[THE PROBLEM]: Reproduce, word for word, the stretch of items from the line containing "on the grass" through the end of the items.

[THE RECORDS]:
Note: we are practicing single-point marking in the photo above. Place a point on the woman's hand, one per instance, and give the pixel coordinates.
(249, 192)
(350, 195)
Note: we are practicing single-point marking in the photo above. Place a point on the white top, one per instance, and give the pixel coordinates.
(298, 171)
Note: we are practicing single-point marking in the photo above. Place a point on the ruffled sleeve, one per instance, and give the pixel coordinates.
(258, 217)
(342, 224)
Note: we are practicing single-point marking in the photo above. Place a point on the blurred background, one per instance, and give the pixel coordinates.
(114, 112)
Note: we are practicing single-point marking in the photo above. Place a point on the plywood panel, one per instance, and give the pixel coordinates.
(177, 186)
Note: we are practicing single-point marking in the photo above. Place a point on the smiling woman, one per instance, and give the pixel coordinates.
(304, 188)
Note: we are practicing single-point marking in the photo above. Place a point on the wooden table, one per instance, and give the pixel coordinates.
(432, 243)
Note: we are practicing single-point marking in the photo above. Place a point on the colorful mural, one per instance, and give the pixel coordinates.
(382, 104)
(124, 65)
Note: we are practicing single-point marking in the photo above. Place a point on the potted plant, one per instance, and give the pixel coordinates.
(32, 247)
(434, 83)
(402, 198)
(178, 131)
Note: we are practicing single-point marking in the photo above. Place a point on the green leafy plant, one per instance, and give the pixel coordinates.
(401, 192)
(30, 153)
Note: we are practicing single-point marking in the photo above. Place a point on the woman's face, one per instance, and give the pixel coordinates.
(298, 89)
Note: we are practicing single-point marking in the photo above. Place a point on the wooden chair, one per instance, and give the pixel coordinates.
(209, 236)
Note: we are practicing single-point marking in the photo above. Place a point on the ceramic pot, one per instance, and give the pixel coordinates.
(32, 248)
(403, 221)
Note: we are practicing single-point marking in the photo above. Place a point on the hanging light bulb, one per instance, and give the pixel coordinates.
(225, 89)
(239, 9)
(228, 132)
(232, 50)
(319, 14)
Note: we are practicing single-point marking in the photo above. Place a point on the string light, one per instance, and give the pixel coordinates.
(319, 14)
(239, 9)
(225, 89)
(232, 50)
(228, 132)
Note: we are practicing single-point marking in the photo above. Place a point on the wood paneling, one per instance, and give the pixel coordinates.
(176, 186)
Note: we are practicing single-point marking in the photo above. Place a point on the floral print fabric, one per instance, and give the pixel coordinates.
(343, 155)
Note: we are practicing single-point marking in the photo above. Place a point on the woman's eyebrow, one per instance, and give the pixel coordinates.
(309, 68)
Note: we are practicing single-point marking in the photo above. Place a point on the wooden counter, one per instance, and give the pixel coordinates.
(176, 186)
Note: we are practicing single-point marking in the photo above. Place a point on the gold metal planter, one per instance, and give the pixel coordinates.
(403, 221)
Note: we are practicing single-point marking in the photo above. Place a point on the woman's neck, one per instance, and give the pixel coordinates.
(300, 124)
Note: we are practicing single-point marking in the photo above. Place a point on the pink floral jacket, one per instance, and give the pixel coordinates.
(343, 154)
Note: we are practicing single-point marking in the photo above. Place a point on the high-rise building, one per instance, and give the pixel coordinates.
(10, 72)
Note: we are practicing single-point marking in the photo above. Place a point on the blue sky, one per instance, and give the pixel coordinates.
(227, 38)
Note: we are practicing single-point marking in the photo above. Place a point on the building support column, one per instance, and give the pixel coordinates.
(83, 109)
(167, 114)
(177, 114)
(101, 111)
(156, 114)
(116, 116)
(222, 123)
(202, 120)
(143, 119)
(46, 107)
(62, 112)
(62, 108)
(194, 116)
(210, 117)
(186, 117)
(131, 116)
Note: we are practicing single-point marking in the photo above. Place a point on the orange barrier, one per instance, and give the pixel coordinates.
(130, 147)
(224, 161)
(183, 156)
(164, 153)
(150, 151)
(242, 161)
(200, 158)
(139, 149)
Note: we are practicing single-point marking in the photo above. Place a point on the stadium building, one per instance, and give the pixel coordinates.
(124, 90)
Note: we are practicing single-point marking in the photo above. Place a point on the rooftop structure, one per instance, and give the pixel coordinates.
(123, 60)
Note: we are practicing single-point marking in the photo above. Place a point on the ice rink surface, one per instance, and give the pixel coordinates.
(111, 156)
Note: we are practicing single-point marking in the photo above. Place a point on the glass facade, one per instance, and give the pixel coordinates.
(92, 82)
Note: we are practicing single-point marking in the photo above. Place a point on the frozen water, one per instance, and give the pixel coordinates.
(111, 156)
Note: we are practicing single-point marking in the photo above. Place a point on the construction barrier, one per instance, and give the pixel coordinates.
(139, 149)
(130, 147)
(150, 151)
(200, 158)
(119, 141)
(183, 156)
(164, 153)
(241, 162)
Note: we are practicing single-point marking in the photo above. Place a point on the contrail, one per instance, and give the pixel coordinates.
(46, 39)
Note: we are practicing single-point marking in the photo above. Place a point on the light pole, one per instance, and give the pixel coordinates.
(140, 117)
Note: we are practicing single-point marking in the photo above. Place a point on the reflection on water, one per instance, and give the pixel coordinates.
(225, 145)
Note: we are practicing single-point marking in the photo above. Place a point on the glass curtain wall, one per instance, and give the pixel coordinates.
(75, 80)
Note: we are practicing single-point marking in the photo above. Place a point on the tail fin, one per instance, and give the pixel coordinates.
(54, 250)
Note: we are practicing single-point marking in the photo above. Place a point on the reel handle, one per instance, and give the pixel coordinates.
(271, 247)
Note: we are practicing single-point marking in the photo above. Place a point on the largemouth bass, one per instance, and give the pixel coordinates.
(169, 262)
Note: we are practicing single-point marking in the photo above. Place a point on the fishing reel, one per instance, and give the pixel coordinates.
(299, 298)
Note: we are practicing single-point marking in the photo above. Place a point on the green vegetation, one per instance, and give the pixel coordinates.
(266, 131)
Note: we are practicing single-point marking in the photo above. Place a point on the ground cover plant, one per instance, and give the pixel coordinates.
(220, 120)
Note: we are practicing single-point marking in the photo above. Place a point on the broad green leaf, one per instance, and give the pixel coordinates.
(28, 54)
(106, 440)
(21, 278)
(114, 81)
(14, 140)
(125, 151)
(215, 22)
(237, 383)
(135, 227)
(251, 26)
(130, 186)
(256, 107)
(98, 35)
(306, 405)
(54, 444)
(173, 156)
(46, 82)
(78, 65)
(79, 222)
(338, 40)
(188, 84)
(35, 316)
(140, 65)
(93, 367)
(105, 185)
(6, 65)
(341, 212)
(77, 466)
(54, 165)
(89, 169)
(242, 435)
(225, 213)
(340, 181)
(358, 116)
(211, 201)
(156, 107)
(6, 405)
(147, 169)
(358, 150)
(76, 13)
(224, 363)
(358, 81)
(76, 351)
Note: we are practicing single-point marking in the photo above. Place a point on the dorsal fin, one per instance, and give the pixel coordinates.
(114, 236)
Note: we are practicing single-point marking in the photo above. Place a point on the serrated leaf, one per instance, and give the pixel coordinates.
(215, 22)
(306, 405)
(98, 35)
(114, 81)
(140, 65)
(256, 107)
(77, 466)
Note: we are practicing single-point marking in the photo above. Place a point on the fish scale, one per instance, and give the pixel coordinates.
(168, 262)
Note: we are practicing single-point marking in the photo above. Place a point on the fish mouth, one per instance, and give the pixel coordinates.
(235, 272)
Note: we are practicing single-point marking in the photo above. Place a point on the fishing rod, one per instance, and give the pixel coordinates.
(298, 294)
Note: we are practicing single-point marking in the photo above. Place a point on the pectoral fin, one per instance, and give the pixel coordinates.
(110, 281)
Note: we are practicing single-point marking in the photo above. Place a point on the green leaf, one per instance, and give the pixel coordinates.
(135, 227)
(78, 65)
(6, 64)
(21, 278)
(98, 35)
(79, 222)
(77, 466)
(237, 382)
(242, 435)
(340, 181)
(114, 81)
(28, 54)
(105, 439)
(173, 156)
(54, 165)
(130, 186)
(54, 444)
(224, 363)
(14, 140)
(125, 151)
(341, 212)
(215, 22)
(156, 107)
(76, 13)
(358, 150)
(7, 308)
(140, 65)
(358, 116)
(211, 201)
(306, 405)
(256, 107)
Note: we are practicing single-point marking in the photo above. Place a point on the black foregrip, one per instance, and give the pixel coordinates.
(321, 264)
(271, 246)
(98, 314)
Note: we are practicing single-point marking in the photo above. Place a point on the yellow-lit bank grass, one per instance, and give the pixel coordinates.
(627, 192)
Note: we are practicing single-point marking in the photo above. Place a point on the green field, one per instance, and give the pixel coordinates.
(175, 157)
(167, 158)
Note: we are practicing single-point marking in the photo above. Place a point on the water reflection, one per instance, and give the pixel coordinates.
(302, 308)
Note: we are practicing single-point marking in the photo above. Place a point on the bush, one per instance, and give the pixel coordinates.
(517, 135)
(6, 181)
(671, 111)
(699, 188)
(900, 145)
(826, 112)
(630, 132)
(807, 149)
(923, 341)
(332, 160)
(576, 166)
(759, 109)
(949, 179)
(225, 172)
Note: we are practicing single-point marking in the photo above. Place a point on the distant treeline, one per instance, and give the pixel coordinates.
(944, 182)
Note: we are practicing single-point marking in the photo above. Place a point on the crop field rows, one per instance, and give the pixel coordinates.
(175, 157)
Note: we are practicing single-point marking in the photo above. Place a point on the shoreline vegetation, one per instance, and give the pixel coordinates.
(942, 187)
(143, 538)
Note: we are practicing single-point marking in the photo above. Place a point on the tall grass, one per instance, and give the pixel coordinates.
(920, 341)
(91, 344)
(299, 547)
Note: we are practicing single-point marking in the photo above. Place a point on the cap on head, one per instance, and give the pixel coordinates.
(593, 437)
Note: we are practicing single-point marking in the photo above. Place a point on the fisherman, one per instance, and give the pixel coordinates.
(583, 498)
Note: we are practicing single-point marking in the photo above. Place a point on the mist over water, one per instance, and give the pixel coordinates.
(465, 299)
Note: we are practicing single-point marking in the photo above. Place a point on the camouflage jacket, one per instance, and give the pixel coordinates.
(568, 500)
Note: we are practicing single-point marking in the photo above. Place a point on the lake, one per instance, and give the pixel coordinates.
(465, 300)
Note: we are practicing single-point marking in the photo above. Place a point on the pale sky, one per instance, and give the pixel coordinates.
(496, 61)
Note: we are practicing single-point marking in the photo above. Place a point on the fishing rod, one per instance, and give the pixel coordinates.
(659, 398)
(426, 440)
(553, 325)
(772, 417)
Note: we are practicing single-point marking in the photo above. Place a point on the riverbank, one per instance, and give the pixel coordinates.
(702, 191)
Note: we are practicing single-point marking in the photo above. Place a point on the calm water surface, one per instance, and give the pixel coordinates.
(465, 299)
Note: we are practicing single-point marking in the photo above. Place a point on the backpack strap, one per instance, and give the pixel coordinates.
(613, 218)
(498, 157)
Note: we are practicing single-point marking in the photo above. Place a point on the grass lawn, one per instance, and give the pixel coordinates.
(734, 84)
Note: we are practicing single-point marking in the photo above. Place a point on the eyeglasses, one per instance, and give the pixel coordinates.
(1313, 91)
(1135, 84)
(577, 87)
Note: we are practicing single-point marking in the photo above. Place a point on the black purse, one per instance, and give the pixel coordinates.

[FULL OUTPUT]:
Note: we are practicing single-point marking in the photo above. Place a point on the grass lawn, one per instance, and give the pixel coordinates.
(734, 84)
Note: we are practicing single-point marking in the photo above. Place a point on the eyeglasses, one per instance, and give the pixel coordinates.
(1313, 91)
(1135, 84)
(577, 87)
Note: we are practicing single-point marking in the photo above. Place a point on the black purse, one per instance, and give the pixel coordinates.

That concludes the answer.